> DATASET RECORDS:
=== Section Start ===

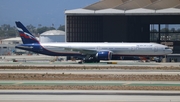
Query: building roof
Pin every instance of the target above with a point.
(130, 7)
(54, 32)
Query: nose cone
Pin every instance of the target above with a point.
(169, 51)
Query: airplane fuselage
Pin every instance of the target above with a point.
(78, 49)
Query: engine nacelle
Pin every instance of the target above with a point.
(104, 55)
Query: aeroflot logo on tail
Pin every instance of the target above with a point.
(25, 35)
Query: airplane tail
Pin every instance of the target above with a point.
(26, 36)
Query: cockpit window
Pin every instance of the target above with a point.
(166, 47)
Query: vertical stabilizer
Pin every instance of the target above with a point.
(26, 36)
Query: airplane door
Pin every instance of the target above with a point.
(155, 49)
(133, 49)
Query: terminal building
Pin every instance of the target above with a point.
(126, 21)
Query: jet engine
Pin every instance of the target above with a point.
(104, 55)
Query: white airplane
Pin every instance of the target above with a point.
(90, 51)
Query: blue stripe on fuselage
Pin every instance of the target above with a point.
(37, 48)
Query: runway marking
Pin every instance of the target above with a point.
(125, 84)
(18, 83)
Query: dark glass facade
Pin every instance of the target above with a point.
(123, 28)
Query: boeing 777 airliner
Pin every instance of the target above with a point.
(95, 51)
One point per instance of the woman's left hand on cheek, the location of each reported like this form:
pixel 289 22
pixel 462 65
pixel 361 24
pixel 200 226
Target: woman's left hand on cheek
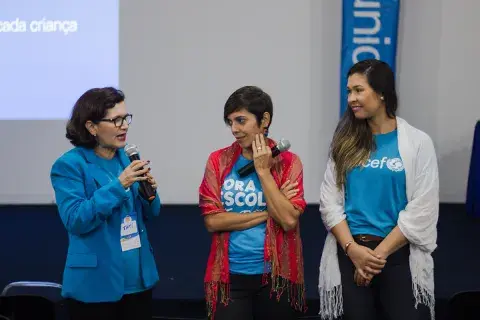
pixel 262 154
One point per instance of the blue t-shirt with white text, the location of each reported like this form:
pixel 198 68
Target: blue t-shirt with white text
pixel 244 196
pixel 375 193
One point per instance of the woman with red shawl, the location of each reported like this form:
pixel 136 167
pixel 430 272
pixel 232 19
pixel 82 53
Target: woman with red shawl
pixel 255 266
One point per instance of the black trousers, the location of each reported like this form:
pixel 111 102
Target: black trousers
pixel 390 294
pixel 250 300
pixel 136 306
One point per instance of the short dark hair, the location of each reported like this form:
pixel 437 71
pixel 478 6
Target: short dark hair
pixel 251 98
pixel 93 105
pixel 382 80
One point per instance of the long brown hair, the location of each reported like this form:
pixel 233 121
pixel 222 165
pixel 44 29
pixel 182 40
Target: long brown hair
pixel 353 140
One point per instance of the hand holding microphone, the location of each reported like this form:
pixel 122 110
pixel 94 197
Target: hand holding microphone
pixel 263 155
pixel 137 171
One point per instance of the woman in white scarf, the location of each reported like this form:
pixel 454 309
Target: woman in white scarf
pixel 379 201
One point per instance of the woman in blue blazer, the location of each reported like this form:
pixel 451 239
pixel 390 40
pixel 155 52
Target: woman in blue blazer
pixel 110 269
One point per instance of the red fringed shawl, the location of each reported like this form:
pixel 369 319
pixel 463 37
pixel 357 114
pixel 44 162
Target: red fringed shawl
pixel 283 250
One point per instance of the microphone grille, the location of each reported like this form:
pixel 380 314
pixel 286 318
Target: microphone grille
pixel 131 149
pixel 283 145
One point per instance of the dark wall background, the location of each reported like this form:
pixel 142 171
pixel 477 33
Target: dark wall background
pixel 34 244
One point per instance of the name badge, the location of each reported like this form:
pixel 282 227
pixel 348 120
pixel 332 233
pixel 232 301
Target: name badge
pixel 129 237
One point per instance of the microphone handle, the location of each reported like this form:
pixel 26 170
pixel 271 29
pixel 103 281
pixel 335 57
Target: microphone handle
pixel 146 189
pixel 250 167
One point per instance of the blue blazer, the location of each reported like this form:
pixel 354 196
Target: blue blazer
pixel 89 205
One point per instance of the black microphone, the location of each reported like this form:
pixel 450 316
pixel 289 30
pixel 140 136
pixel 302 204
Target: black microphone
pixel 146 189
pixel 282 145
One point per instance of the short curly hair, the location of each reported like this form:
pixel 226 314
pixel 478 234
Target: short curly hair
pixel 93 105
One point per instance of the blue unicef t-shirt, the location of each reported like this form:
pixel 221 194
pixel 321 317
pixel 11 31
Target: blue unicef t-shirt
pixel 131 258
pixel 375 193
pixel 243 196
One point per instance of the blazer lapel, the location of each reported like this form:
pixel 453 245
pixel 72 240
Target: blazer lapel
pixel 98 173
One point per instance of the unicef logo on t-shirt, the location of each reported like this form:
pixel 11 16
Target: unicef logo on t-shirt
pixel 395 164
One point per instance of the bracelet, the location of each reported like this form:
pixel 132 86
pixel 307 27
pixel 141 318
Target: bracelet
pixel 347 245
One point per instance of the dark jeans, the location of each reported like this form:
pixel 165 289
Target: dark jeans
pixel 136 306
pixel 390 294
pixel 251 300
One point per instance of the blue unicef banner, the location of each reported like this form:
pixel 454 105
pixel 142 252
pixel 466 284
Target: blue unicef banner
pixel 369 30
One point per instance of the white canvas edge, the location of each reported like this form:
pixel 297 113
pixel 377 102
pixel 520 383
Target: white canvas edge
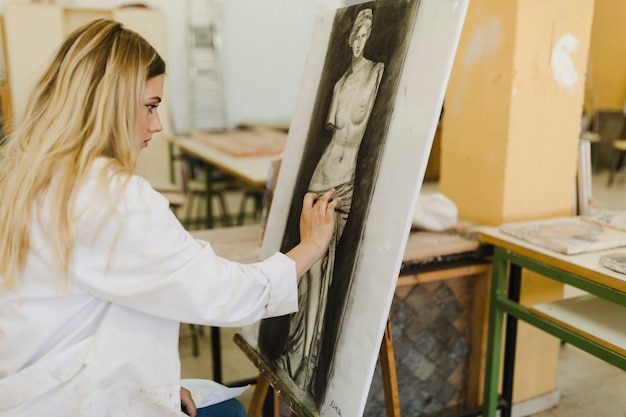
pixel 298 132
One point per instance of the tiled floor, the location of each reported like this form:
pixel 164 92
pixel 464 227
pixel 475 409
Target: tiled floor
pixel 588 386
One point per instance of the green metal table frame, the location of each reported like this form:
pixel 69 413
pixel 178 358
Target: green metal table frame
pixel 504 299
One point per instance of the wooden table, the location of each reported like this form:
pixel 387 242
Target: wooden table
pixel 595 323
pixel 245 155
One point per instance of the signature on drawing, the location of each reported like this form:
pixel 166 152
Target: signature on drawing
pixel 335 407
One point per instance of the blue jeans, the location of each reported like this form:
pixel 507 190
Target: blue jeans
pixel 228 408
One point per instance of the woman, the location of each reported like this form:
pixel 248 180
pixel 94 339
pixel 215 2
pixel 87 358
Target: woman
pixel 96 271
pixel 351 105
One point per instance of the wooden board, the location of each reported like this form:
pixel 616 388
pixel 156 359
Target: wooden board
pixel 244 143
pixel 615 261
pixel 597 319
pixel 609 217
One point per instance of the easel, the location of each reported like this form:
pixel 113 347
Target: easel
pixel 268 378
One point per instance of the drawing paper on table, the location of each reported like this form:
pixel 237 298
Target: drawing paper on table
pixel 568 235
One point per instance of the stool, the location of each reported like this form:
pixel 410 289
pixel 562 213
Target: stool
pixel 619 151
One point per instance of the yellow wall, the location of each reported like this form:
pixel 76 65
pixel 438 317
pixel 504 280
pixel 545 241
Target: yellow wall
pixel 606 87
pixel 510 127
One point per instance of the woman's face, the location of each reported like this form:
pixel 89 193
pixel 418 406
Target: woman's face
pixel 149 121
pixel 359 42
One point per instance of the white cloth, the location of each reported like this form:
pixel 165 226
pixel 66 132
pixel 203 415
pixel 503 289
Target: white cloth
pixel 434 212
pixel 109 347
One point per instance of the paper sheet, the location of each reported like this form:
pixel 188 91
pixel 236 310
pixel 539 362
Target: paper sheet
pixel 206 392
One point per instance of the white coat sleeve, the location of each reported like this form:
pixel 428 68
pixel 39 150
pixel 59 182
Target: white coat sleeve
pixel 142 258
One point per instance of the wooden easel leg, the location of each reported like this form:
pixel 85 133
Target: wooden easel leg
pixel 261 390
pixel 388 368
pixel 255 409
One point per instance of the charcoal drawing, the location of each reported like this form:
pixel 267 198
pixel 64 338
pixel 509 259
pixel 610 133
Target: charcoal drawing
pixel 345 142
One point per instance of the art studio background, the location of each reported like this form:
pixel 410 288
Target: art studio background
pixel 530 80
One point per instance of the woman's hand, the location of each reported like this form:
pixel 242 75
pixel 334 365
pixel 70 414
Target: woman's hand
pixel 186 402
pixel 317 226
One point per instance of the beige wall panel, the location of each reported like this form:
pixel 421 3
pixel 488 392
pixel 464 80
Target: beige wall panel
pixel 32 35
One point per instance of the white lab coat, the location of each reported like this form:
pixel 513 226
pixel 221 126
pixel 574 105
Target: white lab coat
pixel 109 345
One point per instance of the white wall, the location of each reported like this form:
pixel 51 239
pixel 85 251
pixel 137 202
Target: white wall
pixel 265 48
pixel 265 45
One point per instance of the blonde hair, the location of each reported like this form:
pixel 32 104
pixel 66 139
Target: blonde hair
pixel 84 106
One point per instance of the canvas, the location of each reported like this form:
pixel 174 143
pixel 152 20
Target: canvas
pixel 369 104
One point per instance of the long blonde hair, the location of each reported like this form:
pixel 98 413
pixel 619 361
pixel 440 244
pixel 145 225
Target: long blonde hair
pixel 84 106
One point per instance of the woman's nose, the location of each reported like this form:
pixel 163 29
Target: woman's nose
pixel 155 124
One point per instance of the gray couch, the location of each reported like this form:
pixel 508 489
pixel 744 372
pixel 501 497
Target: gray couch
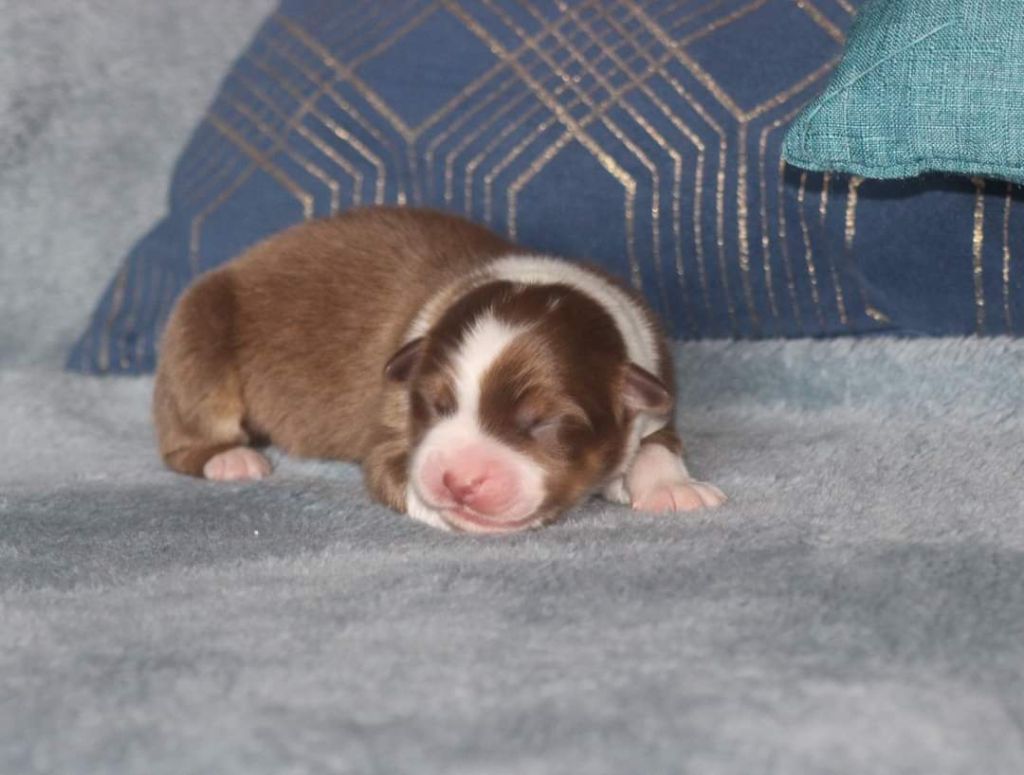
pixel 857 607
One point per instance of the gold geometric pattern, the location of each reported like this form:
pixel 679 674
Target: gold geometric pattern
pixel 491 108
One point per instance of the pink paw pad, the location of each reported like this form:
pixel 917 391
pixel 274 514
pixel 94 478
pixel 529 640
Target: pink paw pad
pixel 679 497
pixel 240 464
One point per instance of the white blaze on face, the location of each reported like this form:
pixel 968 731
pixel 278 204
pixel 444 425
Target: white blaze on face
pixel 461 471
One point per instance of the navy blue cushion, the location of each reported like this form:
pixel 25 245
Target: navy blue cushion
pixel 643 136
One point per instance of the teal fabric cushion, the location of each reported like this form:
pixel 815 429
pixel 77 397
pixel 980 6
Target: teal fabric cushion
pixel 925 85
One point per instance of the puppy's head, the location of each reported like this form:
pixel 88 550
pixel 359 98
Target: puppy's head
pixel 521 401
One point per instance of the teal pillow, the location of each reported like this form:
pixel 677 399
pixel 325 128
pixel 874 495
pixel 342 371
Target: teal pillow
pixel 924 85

=== Section End ===

> EXERCISE DIRECTIONS: Pictures don't belong in the copy. Retype exactly the lines from the one with "pixel 508 489" through the last line of the records.

> PROBLEM SOLUTION:
pixel 508 489
pixel 744 372
pixel 501 497
Target: gray couch
pixel 857 607
One point per instance of the gold geometric pattern, the location of each reported like this form:
pixel 679 674
Target: gold geometric pattern
pixel 491 108
One point per instance of the pink paw pad, the location of each reported like this form:
pixel 917 391
pixel 274 514
pixel 94 478
pixel 529 640
Target: pink paw pad
pixel 679 497
pixel 240 464
One point per instance of the white blaze on face, the location of each reported like this form:
pixel 968 731
pixel 278 204
pixel 444 425
Target: white blaze on face
pixel 461 471
One point per instance of the navy blue cushion, the location of each reported like this form:
pixel 25 245
Target: navy blue cushion
pixel 643 136
One point per instance of the teal fabric cushion, the location of each reported like this form:
pixel 815 429
pixel 77 397
pixel 980 6
Target: teal fabric cushion
pixel 925 85
One point per instance of the puppy's head, the location of each reported like this form:
pixel 88 550
pixel 359 98
Target: puppy's head
pixel 521 401
One point per instance of the teal pillow, the location of each reported like this form:
pixel 677 399
pixel 325 128
pixel 874 495
pixel 342 371
Target: teal pillow
pixel 924 85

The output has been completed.